### TASK STATEMENT
All that should come back is the lines of the data below from the one containing "Query: water surface" to the one containing "point(52, 93)", inclusive, exactly as they stand.

### DATA FOR ANALYSIS

---+---

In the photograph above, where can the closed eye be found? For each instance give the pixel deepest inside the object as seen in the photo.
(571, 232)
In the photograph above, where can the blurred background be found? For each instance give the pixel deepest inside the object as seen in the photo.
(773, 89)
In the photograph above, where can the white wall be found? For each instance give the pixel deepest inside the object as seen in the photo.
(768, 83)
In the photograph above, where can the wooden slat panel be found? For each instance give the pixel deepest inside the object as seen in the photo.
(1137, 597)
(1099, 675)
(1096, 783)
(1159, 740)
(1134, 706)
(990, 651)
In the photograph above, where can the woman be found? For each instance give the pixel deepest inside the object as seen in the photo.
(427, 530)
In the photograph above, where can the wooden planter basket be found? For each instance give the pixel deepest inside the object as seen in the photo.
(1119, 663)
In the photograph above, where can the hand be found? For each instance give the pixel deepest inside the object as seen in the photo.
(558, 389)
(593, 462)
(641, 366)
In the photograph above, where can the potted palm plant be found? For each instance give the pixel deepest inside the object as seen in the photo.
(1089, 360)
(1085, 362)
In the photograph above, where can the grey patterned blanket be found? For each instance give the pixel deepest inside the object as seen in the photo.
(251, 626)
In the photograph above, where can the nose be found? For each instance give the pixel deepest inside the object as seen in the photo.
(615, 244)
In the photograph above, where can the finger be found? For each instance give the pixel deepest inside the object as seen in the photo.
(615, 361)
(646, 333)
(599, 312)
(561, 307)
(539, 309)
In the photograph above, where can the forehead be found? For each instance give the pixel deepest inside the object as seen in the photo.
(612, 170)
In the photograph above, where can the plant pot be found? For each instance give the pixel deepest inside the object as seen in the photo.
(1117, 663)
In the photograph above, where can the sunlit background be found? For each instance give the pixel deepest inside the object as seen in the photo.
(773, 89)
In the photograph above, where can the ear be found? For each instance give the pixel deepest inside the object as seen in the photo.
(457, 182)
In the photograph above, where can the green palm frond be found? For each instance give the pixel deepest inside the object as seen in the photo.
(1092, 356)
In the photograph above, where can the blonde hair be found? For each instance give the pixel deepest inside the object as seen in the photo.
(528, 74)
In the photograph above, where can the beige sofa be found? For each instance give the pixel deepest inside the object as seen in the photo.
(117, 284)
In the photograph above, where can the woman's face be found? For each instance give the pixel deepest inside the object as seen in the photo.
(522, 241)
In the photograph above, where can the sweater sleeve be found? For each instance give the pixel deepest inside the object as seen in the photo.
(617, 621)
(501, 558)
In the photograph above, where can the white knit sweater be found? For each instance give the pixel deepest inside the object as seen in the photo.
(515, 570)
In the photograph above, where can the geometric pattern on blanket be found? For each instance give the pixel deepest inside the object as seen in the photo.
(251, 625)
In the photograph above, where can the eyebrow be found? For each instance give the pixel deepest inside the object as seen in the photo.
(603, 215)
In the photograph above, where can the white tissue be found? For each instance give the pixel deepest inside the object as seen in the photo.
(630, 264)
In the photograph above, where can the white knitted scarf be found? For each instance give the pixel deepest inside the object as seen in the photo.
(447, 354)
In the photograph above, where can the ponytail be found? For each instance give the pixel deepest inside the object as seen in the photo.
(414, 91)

---+---

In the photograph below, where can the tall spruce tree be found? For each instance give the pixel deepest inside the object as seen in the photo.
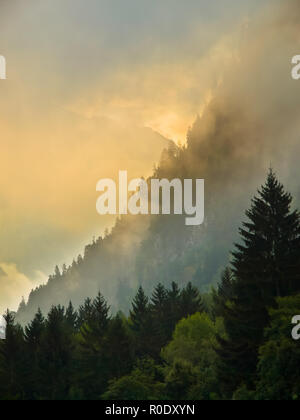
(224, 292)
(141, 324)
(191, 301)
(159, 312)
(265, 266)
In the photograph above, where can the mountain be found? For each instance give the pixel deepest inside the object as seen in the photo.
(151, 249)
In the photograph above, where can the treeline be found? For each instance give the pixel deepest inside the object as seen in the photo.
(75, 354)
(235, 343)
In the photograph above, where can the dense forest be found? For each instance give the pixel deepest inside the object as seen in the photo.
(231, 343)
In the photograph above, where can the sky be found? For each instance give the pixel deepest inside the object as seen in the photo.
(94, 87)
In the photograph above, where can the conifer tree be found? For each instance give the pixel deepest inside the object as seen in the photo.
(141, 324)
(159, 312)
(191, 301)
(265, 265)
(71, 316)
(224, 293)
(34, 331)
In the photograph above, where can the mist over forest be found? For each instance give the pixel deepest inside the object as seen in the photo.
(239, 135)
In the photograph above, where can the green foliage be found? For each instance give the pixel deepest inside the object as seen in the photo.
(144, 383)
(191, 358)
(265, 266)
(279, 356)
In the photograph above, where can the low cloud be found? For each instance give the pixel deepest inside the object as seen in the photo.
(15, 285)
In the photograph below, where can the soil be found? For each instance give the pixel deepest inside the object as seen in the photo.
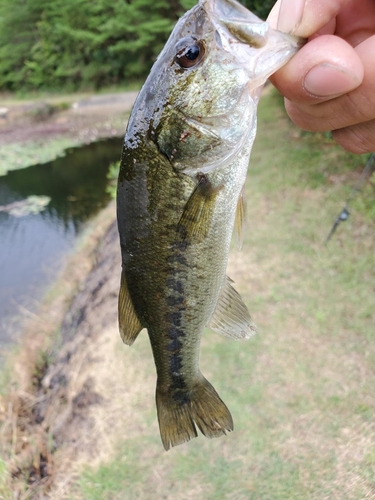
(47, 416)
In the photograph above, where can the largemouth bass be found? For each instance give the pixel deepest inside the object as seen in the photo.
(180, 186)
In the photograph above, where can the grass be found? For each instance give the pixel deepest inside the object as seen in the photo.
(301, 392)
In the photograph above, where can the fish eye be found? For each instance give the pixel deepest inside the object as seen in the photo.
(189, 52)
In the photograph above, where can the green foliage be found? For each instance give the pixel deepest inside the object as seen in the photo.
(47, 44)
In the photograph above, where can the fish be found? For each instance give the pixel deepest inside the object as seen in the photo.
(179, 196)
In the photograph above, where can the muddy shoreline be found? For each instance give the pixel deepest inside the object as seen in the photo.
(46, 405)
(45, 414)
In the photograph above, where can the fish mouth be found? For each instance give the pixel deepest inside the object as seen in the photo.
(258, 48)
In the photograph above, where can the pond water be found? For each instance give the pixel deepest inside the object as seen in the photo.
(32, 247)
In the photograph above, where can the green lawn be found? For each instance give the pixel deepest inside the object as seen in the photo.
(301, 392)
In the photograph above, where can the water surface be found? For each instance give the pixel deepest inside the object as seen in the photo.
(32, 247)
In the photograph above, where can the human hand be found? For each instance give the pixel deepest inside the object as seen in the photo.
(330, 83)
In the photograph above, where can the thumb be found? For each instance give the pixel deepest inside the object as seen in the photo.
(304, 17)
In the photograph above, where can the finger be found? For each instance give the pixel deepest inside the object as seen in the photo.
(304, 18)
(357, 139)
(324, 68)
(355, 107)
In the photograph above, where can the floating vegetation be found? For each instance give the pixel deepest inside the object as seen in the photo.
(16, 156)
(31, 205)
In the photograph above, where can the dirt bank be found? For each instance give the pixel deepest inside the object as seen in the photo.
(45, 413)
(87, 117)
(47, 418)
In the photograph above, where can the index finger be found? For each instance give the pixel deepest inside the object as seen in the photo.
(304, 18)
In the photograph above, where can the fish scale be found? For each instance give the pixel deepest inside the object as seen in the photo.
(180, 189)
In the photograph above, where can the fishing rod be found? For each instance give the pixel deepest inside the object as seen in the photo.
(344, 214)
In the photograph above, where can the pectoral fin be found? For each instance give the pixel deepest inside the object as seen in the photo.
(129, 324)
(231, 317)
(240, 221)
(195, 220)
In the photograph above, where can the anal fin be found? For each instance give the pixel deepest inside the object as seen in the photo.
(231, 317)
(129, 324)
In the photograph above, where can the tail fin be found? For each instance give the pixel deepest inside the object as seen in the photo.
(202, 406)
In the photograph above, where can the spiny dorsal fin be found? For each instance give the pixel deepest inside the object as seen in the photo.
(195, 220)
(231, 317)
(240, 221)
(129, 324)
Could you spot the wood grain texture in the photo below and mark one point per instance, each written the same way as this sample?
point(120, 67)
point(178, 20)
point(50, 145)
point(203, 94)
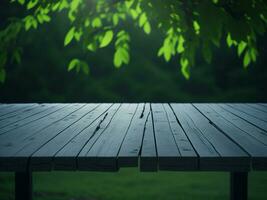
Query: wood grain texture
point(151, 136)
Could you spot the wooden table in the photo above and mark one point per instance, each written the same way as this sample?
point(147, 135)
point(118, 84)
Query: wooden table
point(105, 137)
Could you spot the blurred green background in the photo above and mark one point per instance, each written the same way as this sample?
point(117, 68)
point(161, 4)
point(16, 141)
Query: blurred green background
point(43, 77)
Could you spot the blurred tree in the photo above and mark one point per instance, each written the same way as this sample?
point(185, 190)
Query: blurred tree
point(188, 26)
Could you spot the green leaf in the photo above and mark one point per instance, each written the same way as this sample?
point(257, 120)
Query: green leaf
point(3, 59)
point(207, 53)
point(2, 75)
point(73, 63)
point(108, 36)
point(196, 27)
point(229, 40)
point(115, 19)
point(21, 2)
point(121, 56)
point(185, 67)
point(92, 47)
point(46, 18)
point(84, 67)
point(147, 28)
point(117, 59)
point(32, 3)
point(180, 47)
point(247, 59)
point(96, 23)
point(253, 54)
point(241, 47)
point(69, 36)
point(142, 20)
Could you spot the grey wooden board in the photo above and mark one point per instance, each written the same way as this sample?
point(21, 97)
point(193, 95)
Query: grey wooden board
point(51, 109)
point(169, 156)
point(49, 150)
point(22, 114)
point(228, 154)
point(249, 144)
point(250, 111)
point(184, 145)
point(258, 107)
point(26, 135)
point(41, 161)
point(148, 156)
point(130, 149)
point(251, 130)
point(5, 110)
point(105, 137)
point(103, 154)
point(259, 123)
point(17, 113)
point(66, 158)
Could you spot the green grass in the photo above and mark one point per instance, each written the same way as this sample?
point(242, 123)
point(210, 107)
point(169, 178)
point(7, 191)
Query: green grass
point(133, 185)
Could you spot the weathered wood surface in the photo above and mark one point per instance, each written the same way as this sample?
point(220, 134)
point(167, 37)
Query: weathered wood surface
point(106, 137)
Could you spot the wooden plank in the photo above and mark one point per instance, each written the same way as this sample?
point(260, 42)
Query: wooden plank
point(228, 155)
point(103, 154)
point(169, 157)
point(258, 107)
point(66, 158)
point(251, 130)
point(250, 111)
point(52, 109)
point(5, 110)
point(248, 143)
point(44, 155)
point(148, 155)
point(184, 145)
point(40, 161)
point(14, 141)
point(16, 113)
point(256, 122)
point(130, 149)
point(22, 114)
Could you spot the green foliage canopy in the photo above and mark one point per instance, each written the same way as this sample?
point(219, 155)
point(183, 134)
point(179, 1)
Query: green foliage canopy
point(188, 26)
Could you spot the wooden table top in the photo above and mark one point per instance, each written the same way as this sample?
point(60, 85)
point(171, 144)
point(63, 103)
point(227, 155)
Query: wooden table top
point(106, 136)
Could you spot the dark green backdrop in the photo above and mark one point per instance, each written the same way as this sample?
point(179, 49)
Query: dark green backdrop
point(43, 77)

---+---

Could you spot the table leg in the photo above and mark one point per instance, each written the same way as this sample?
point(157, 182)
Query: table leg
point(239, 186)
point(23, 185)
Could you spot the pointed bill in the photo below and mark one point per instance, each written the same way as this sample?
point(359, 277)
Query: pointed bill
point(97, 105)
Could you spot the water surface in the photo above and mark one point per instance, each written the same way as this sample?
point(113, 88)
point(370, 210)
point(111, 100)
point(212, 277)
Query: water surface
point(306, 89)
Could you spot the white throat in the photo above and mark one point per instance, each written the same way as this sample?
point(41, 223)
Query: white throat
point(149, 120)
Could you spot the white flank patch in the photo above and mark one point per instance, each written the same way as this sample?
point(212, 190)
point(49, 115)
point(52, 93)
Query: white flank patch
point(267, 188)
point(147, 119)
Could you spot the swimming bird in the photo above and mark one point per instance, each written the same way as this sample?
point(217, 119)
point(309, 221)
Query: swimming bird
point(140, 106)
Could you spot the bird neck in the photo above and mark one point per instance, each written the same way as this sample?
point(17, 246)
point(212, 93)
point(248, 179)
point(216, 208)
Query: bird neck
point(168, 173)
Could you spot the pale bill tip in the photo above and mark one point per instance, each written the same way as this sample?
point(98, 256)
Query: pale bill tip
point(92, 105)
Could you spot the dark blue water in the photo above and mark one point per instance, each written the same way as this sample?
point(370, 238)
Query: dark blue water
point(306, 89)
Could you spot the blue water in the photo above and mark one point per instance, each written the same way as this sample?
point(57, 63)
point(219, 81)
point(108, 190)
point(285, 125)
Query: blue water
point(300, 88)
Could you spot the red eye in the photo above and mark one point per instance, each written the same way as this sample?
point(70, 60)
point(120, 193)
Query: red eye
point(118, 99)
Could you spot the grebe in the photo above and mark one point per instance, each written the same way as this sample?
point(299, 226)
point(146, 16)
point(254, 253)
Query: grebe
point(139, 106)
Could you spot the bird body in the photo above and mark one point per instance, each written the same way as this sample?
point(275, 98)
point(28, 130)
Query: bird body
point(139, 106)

---+---

### EXERCISE ANSWER
Query: water surface
point(306, 89)
Could you spot the white throat in the photo above and mark one point per instance, each written the same way as this sample?
point(41, 223)
Query: white throat
point(149, 120)
Could you spot the white flank patch in the photo above and mark one point per instance, each written the same way as this sample?
point(212, 190)
point(49, 115)
point(52, 93)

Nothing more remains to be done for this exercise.